<<<<
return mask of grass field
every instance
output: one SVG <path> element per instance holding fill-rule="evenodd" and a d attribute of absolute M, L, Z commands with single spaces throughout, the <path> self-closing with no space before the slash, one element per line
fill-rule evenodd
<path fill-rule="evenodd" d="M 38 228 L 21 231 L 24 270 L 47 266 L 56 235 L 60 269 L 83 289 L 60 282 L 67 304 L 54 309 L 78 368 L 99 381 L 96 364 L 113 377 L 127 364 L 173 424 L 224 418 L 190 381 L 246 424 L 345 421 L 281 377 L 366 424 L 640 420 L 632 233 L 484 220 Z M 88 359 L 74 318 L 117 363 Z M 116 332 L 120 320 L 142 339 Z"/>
>>>>
= TASK TO CARRY OUT =
Filter the listing above for lines with the word "instance", and copy each one you find.

= THE ANSWER =
every instance
output: one SVG <path> element per instance holding fill-rule="evenodd" and a d attribute of absolute M, L, Z commands with single spaces throughout, the <path> self-closing with no space before the slash, one element per line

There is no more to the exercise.